◆ EXERCISE SET:
**A)** In the commit page, which file does the diff modify?
**B)** Resume the commit page after its last line shown, carrying the diff forward in the same format.

◆ GIVEN PASSAGE:

** BEGIN **

Revert D69125073: Add row based sharding support for FeaturedProcessedEBC

Pooja Agarwal · facebook-github-bot · commit e0e6446af55c · 2025-08-21T16:50:22.000-07:00
Differential Revision:
D69125073

Original commit changeset: 0cc5bd49f9bf

Original Phabricator Diff: D69125073

fbshipit-source-id: c6cf2407e40d4274dc0fffdcb6f394ff1cfb412e
diff --git a/torchrec/distributed/fp_embeddingbag.py b/torchrec/distributed/fp_embeddingbag.py
@@ -8,18 +8,7 @@
 # pyre-strict
 
 from functools import partial
-from typing import (
-    Any,
-    Dict,
-    Iterator,
-    List,
-    Mapping,
-    Optional,
-    Tuple,
-    Type,
-    TypeVar,
-    Union,
-)
+from typing import Any, Dict, Iterator, List, Optional, Type, Union
 
 import torch
 from torch import nn
@@ -42,20 +31,14 @@
     ShardingEnv,
     ShardingType,
 )
-from torchrec.distributed.utils import (
-    append_prefix,
-    init_parameters,
-    modify_input_for_feature_processor,
-)
+from torchrec.distributed.utils import append_prefix, init_parameters
 from torchrec.modules.feature_processor_ import FeatureProcessorsCollection
 from torchrec.modules.fp_embedding_modules import (
     apply_feature_processors_to_kjt,
     FeatureProcessedEmbeddingBagCollection,
 )
 from torchrec.sparse.jagged_tensor import KeyedJaggedTensor, KeyedTensor
 
-_T = TypeVar("_T")
-
 
 def param_dp_sync(kt: KeyedTensor, no_op_tensor: torch.Tensor) -> KeyedTensor:
     kt._values.add_(no_op_tensor)

** END **

◆ DATA:
** BEGIN **

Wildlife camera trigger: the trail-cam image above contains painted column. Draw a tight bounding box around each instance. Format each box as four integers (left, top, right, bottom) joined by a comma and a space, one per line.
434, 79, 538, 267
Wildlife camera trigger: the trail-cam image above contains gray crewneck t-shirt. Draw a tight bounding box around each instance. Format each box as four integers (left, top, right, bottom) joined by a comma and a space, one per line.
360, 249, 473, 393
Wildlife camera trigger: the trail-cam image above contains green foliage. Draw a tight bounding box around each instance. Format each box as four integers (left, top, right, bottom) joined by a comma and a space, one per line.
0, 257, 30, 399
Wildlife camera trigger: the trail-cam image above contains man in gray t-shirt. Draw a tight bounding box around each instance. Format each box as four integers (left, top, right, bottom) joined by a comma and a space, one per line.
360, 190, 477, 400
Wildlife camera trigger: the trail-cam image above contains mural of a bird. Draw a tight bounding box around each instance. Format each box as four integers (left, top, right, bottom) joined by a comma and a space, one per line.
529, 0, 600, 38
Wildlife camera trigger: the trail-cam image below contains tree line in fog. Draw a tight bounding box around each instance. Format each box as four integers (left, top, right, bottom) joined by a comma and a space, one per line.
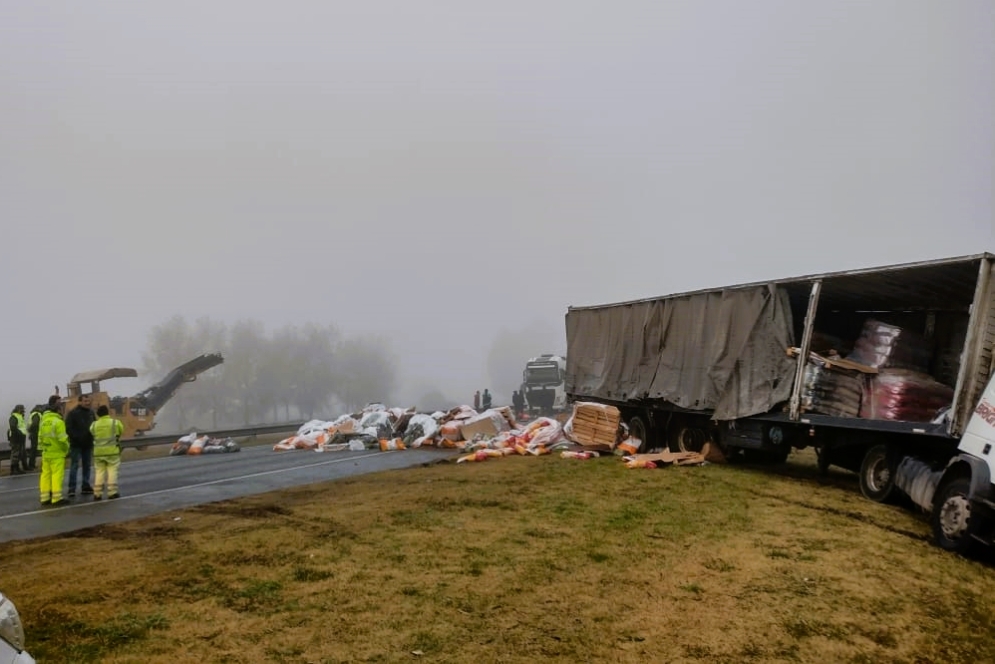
142, 316, 397, 432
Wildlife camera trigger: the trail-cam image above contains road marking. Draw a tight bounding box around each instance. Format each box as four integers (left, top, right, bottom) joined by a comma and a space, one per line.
0, 451, 393, 521
0, 445, 324, 496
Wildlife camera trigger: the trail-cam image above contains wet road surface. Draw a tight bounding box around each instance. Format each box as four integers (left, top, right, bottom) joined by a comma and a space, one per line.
0, 445, 453, 542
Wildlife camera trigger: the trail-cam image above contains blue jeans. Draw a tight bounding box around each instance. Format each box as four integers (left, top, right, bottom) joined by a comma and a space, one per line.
69, 447, 93, 493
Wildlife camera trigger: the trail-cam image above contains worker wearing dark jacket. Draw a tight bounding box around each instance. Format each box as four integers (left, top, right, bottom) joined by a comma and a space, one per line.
7, 404, 28, 475
26, 406, 45, 470
66, 394, 97, 498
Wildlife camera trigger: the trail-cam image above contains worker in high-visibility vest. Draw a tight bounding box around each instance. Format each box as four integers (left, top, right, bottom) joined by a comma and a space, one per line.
90, 406, 124, 500
38, 394, 69, 506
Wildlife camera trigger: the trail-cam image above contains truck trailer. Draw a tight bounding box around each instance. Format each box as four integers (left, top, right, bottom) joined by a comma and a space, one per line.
566, 253, 995, 552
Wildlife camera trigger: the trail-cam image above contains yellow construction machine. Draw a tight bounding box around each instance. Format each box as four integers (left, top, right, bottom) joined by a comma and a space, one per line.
56, 353, 224, 438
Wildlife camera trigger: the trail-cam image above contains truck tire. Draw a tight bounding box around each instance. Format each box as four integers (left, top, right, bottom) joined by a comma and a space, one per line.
629, 415, 652, 454
929, 477, 977, 555
860, 445, 896, 503
668, 423, 712, 452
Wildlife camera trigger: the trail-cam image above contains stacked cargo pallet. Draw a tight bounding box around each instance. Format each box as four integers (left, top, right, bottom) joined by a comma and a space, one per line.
564, 401, 621, 447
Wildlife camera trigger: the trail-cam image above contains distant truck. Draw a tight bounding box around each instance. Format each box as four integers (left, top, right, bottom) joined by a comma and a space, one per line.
521, 353, 567, 414
566, 253, 995, 553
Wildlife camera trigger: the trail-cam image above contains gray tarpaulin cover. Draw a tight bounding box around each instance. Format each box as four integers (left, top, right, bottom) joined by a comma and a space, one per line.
566, 286, 796, 420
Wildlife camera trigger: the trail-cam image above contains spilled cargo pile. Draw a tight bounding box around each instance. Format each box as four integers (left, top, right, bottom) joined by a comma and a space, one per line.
273, 402, 705, 468
169, 433, 242, 456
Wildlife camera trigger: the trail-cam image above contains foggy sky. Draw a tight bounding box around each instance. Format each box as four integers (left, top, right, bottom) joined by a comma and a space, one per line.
0, 0, 995, 412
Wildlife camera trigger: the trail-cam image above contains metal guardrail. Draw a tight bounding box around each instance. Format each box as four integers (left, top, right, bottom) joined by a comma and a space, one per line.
0, 422, 304, 460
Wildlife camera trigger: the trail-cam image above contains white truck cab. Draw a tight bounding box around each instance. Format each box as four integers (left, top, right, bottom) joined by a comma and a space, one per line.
895, 376, 995, 553
0, 593, 35, 664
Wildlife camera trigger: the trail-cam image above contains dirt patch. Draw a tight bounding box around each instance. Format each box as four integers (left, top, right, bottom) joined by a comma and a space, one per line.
190, 501, 293, 519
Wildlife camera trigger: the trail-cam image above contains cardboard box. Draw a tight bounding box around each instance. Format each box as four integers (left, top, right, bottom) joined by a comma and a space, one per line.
564, 401, 621, 449
460, 410, 511, 440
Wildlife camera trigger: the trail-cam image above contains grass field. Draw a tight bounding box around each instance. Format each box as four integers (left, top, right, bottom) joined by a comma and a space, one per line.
0, 452, 995, 663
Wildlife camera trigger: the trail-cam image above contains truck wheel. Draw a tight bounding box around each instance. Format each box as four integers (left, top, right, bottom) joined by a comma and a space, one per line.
670, 426, 712, 452
629, 415, 650, 454
815, 445, 833, 477
860, 445, 895, 503
929, 477, 976, 555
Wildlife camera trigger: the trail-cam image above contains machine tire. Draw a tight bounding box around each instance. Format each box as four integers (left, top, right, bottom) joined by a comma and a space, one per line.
629, 415, 652, 454
860, 445, 896, 503
929, 477, 977, 555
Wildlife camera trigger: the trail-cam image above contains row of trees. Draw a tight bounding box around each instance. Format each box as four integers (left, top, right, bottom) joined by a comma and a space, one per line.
142, 316, 397, 431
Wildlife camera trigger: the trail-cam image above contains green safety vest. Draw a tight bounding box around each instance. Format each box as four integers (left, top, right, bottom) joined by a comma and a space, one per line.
90, 415, 124, 456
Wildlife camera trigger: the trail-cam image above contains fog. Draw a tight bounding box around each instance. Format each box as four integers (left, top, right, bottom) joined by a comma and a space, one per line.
0, 0, 995, 426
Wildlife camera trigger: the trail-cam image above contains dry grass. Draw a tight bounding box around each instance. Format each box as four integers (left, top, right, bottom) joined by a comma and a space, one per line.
0, 452, 995, 663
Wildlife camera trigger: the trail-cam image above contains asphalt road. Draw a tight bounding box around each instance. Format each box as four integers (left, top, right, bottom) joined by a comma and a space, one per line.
0, 445, 453, 542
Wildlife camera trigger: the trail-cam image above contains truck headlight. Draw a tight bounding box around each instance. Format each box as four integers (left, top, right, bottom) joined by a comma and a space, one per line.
0, 593, 24, 650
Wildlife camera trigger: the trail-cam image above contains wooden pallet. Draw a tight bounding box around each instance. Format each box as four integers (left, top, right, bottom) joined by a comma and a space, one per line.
570, 403, 621, 446
788, 348, 878, 374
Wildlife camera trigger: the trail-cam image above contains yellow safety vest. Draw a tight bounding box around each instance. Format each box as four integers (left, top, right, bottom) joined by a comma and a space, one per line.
38, 410, 69, 459
90, 415, 124, 456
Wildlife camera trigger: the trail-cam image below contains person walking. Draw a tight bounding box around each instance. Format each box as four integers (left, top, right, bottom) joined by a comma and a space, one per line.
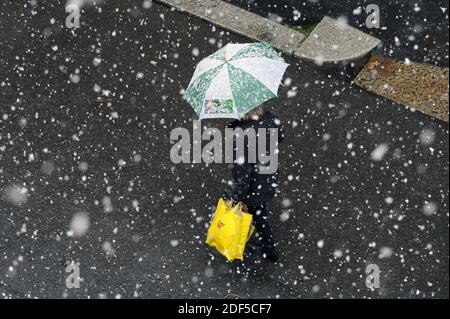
223, 106, 284, 262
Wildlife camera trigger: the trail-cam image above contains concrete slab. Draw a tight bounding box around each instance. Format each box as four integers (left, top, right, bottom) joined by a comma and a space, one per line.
155, 0, 305, 55
354, 55, 449, 122
295, 17, 380, 64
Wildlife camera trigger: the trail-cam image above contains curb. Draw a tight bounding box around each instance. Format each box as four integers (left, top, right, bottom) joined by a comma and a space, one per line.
154, 0, 305, 56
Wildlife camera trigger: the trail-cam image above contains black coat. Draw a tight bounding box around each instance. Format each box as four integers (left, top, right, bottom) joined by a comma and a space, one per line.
224, 111, 284, 206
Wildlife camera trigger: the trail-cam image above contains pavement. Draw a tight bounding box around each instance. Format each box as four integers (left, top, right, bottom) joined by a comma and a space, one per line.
0, 0, 449, 298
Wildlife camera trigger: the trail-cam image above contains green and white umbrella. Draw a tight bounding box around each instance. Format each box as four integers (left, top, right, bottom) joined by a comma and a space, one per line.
184, 42, 288, 119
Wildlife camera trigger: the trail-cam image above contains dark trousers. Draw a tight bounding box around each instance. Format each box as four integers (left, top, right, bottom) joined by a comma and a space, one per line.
247, 203, 275, 249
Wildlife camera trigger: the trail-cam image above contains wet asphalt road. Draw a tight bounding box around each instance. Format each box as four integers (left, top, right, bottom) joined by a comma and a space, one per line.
0, 0, 449, 298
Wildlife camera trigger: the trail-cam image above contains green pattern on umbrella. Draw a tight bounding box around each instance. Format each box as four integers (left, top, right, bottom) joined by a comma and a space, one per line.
185, 65, 223, 116
184, 43, 288, 119
228, 64, 277, 114
230, 42, 284, 62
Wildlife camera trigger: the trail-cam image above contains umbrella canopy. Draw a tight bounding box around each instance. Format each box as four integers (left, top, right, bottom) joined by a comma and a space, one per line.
184, 42, 288, 119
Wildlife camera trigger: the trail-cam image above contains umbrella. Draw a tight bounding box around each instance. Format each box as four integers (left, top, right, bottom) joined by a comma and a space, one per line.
184, 42, 288, 119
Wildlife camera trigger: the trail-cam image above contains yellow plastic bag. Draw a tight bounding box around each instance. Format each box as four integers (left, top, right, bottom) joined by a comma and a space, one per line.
206, 198, 255, 261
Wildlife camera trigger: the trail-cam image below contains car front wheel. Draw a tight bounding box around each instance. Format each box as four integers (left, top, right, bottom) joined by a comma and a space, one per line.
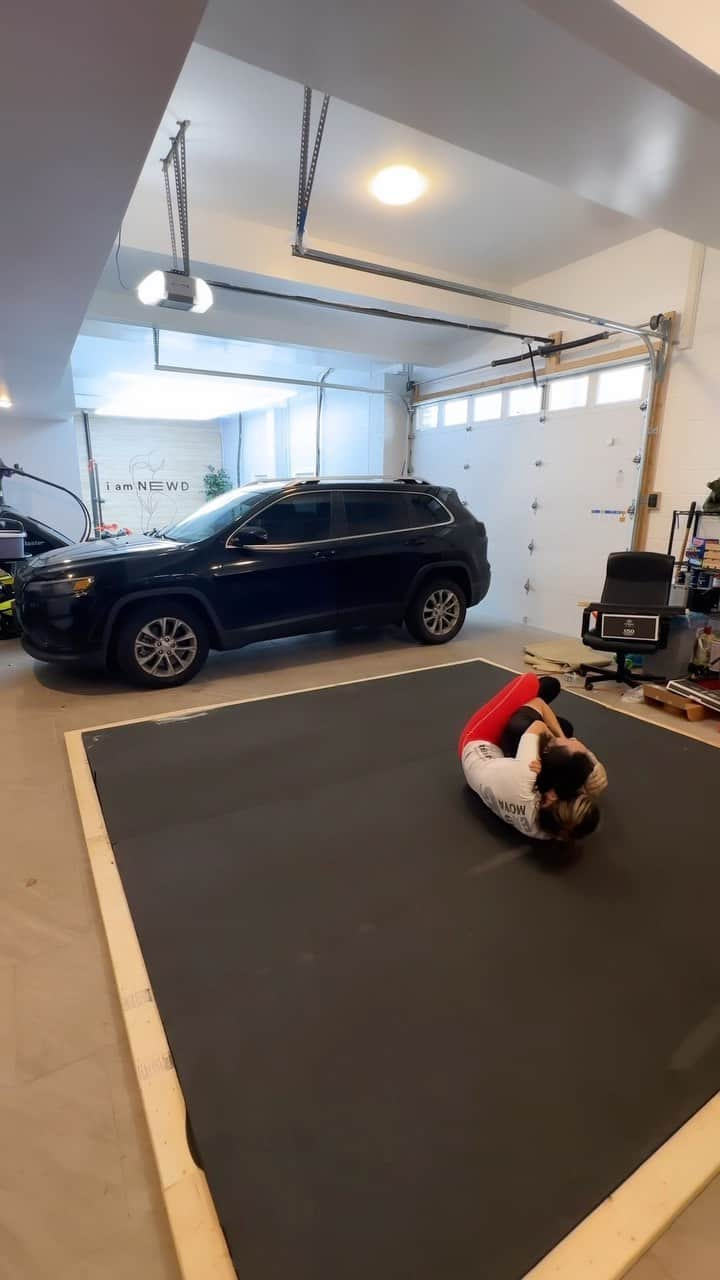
405, 579, 468, 644
115, 600, 209, 689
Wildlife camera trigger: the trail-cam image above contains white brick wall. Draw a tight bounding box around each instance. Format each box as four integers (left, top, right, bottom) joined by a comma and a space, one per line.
77, 417, 222, 532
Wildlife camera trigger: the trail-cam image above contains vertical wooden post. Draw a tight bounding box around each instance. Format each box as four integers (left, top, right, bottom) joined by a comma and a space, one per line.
633, 311, 678, 550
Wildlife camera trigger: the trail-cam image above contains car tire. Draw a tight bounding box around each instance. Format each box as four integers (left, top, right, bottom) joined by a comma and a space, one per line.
405, 577, 468, 644
114, 598, 210, 689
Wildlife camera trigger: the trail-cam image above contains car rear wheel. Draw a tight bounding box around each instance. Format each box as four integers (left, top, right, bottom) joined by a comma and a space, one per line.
405, 577, 468, 644
115, 599, 210, 689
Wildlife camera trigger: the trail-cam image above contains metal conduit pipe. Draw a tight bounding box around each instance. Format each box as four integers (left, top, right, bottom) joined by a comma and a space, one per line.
630, 330, 669, 552
154, 361, 397, 404
292, 239, 656, 338
413, 343, 655, 408
208, 280, 551, 346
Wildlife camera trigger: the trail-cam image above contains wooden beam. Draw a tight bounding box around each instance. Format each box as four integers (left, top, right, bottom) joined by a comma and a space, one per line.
414, 343, 647, 404
633, 311, 679, 550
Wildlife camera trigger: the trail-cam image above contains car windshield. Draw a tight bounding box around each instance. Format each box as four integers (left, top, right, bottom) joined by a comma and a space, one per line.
164, 484, 282, 543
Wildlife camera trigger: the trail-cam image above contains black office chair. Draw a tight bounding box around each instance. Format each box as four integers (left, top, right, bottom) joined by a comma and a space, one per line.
580, 552, 684, 689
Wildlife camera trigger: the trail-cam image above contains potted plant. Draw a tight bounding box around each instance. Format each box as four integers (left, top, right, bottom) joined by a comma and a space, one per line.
202, 467, 232, 502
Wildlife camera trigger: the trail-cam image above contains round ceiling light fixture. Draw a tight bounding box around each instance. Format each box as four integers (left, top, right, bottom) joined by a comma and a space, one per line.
370, 164, 428, 205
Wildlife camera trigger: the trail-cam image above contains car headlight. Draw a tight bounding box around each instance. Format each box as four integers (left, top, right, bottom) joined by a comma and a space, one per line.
27, 575, 95, 595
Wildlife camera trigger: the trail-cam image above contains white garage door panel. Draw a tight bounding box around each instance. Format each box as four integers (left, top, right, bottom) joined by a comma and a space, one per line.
525, 403, 643, 635
413, 375, 643, 635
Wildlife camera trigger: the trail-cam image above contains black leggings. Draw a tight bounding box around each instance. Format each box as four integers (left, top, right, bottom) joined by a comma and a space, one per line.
500, 676, 574, 755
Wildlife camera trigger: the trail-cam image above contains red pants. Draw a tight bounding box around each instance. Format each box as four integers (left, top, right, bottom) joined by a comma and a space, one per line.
457, 671, 539, 756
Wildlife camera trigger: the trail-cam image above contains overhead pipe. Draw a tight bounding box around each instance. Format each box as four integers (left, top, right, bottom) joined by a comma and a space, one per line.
292, 239, 657, 338
208, 280, 551, 344
486, 330, 610, 369
292, 86, 660, 338
152, 329, 407, 407
154, 362, 394, 403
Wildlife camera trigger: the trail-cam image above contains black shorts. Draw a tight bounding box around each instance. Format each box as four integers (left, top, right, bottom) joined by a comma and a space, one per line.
500, 707, 542, 755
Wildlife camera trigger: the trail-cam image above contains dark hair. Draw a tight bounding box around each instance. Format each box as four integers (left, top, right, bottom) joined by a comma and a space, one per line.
538, 795, 600, 844
536, 744, 593, 800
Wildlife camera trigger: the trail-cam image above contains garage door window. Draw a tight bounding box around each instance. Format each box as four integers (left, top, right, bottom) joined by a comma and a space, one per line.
510, 387, 542, 417
442, 399, 468, 426
550, 375, 589, 410
418, 404, 439, 431
343, 490, 410, 538
596, 365, 646, 404
473, 392, 502, 422
252, 494, 331, 547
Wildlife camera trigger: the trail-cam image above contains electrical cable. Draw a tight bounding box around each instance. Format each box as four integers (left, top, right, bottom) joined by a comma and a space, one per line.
115, 223, 135, 293
0, 458, 92, 543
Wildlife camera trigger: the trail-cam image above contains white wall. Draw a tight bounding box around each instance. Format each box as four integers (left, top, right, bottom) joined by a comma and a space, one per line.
77, 416, 223, 532
0, 417, 83, 538
512, 230, 720, 550
415, 230, 720, 550
228, 389, 386, 484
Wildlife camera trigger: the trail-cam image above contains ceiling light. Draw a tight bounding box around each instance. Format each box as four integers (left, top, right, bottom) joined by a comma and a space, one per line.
370, 164, 428, 205
137, 271, 213, 315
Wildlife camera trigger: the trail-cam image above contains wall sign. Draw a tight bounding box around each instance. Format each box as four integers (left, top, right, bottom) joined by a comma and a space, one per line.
77, 417, 222, 534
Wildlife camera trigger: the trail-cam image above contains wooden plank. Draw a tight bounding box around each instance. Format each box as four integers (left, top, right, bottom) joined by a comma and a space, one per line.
414, 343, 647, 404
643, 685, 711, 721
65, 658, 720, 1280
633, 311, 678, 550
65, 731, 237, 1280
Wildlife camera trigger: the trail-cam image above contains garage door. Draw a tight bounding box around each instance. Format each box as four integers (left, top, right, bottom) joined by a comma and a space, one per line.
413, 364, 647, 635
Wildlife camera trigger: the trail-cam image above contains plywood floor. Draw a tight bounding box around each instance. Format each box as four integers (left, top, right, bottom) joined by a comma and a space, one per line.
0, 618, 720, 1280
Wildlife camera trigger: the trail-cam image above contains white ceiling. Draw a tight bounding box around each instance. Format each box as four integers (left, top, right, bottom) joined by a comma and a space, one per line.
199, 0, 720, 247
124, 44, 646, 287
0, 0, 204, 419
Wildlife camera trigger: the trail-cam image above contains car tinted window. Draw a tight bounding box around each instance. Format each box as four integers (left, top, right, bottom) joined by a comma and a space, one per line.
407, 493, 450, 527
165, 484, 278, 543
251, 493, 332, 545
343, 489, 409, 536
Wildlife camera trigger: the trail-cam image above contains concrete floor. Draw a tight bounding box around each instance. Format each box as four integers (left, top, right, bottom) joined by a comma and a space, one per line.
0, 616, 720, 1280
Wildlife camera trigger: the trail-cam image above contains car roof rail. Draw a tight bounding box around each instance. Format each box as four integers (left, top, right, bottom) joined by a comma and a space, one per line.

** END **

◆ ANSWERS TO THE EXERCISES:
**A)** torchrec/distributed/fp_embeddingbag.py

**B)**
@@ -91,16 +74,6 @@ def __init__(
             )
         )
 
-        self._row_wise_sharded: bool = False
-        for param_sharding in table_name_to_parameter_sharding.values():
-            if param_sharding.sharding_type in [
-                ShardingType.ROW_WISE.value,
-                ShardingType.TABLE_ROW_WISE.value,
-                ShardingType.GRID_SHARD.value,
-            ]:
-                self._row_wise_sharded = True
-                break
-
         self._lookups: List[nn.Module] = self._embedding_bag_collection._lookups
 
         self._is_collection: bool = False
@@ -123,11 +96,6 @@ def __init__(
     def input_dist(
         self, ctx: EmbeddingBagCollectionContext, features: KeyedJaggedTensor
     ) -> Awaitable[Awaitable[KJTList]]:
-        if not self.is_pipelined and self._row_wise_sharded:
-            # transform input to support row based sharding when not pipelined
-            modify_input_for_feature_processor(
-                features, self._feature_processors, self._is_collection
-            )
         return self._embedding_bag_collection.input_dist(ctx, features)
 
     def apply_feature_processors_to_kjt_list(self, dist_input: KJTList) -> KJTList:
@@ -137,7 +105,10 @@ def apply_feature_processors_to_kjt_list(self, dist_input: KJTList) -> KJTList:
                 kjt_list.append(self._feature_processors(features))
             else:
                 kjt_list.append(
-                    apply_feature_processors_to_kjt(features, self._feature_processors)
+                    apply_feature_processors_to_kjt(
+                        features,
+                        self._feature_processors,
+                    )
                 )
         return KJTList(kjt_list)
 
@@ -146,6 +117,7 @@ def compute(
         ctx: EmbeddingBagCollectionContext,
         dist_input: KJTList,
     ) -> List[torch.Tensor]:
+
         fp_features = self.apply_feature_processors_to_kjt_list(dist_input)
         return self._embedding_bag_collection.compute(ctx, fp_features)
 
@@ -191,18 +163,6 @@ def sharded_parameter_names(self, prefix: str = "") -> Iterator[str]:
             if "_embedding_bag_collection" in fqn:
                 yield append_prefix(prefix, fqn)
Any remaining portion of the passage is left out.